> _Exercise data_:
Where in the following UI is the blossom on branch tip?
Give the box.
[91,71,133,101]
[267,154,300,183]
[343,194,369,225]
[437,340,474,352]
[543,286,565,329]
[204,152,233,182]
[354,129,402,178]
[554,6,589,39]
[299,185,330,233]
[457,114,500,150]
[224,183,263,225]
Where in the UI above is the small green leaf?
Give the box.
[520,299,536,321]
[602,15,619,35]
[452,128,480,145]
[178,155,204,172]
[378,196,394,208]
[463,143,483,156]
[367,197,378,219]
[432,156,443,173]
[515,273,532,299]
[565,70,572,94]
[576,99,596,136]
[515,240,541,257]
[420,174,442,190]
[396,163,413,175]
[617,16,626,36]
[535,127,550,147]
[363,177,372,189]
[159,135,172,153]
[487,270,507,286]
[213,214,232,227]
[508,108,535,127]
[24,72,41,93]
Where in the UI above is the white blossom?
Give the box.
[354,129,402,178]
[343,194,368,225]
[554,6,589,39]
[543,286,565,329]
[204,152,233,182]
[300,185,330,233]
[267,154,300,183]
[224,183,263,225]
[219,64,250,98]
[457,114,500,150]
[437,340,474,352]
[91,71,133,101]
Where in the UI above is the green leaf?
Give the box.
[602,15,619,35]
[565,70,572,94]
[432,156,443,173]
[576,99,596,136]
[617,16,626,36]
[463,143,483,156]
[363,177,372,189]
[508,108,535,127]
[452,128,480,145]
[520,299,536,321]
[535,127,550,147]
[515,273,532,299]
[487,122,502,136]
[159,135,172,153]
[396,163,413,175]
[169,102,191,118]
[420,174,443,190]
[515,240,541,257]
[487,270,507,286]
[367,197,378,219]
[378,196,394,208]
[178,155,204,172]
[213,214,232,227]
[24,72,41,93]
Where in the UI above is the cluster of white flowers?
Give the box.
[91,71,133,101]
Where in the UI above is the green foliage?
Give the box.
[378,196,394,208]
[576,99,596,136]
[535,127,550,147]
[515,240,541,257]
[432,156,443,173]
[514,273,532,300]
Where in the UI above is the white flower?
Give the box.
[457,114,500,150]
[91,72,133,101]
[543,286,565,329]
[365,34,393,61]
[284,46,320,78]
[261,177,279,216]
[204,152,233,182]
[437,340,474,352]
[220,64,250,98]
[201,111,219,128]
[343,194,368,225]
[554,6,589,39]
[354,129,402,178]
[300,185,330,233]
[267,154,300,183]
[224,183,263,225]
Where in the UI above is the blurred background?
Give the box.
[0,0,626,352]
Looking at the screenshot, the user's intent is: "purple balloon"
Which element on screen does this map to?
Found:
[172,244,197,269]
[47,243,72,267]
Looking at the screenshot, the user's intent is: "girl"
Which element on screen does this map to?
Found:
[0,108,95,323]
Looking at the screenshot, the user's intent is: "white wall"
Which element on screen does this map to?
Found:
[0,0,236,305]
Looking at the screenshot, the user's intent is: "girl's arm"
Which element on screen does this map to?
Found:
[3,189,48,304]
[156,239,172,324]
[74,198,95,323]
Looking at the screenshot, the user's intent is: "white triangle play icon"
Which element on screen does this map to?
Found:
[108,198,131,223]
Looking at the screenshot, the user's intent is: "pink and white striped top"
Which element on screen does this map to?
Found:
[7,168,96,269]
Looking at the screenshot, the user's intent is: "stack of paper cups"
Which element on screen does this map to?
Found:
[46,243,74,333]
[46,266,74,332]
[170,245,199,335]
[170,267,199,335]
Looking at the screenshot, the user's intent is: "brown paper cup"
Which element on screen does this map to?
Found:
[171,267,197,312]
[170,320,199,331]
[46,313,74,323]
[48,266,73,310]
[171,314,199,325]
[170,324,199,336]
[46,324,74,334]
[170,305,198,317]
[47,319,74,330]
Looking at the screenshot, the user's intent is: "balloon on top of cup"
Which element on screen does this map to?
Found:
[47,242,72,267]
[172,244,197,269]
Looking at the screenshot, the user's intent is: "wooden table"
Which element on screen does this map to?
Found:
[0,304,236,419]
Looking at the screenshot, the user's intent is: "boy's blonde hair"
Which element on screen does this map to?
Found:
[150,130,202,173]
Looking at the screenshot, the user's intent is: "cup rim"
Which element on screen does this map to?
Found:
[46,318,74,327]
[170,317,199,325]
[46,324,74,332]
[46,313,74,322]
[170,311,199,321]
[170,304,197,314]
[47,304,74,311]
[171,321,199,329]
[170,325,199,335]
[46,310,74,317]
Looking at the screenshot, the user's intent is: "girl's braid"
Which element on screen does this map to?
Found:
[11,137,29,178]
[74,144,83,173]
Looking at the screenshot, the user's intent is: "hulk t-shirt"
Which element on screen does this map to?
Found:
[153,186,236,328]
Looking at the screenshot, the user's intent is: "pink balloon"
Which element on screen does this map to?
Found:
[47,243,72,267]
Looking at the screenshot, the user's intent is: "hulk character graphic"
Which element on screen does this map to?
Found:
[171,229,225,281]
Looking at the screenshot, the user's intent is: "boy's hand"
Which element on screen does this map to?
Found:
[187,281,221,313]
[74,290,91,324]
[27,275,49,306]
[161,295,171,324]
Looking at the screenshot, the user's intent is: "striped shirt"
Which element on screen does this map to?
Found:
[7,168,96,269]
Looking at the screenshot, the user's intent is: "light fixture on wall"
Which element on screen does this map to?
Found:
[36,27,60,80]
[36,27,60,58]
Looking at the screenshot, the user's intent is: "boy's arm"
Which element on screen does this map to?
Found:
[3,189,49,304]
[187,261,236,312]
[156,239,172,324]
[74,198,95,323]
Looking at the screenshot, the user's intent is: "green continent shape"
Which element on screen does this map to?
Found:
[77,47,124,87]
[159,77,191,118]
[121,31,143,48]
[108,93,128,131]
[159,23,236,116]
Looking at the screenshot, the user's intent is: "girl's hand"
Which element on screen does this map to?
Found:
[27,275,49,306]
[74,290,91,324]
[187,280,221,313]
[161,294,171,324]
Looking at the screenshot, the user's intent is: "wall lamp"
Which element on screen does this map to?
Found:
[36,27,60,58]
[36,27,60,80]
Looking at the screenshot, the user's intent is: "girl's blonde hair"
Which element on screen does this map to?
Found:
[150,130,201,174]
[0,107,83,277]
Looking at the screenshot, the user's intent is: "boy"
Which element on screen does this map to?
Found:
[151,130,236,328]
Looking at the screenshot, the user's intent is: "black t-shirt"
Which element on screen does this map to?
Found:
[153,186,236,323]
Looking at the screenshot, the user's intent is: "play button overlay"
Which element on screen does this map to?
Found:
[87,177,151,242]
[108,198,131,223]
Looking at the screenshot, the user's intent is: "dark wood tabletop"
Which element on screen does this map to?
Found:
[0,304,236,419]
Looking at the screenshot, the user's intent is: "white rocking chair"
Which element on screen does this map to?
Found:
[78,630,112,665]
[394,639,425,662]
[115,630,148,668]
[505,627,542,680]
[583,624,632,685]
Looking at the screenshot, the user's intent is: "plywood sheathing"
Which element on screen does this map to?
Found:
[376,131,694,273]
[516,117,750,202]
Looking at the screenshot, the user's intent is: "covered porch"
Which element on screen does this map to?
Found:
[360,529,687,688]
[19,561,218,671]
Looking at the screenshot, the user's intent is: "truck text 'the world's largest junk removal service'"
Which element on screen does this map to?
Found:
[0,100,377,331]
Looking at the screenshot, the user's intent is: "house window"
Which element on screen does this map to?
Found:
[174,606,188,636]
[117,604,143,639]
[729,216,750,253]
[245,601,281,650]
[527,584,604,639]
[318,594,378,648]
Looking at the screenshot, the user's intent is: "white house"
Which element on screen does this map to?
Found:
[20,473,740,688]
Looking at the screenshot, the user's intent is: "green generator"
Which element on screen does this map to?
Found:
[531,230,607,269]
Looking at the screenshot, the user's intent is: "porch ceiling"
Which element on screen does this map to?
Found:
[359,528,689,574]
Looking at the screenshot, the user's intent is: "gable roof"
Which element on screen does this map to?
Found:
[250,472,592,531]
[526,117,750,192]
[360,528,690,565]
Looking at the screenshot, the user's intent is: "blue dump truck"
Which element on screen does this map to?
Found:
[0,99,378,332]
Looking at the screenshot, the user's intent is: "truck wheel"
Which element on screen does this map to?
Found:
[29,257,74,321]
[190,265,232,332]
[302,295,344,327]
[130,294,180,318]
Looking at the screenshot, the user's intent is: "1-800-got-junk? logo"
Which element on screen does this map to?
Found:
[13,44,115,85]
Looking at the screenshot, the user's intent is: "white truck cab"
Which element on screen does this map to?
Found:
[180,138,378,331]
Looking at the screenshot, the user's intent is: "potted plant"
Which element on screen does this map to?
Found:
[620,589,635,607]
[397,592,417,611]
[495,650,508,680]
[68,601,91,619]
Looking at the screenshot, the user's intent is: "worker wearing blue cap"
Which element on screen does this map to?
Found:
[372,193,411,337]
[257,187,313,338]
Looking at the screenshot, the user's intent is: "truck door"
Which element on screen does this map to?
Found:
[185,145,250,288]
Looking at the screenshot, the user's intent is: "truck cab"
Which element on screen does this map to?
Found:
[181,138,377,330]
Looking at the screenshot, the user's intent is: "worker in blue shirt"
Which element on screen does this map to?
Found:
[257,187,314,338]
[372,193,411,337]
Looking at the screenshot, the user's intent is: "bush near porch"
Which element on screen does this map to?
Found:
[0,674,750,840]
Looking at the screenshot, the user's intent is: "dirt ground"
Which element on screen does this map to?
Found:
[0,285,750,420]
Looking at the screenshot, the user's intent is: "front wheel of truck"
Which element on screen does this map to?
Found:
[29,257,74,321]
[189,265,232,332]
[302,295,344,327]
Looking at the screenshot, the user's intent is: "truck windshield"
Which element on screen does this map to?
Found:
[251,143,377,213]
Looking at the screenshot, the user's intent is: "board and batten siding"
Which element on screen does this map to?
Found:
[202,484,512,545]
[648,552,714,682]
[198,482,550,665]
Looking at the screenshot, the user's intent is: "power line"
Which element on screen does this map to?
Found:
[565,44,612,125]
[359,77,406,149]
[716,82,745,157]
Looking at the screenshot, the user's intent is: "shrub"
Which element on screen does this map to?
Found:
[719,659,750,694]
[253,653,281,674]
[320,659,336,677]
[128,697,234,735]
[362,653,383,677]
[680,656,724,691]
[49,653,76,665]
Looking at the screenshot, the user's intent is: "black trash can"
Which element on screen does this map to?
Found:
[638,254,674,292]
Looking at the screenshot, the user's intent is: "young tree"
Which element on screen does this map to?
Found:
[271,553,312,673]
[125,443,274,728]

> _Instructions for the task_: List every line of the records above that contains the word "blonde", matching its case exactly.

> _Response to the task_:
Looking at the screenshot, the user's intent is: "boy's blonde hair"
Looking at the screenshot, the user's intent is: "girl's blonde hair"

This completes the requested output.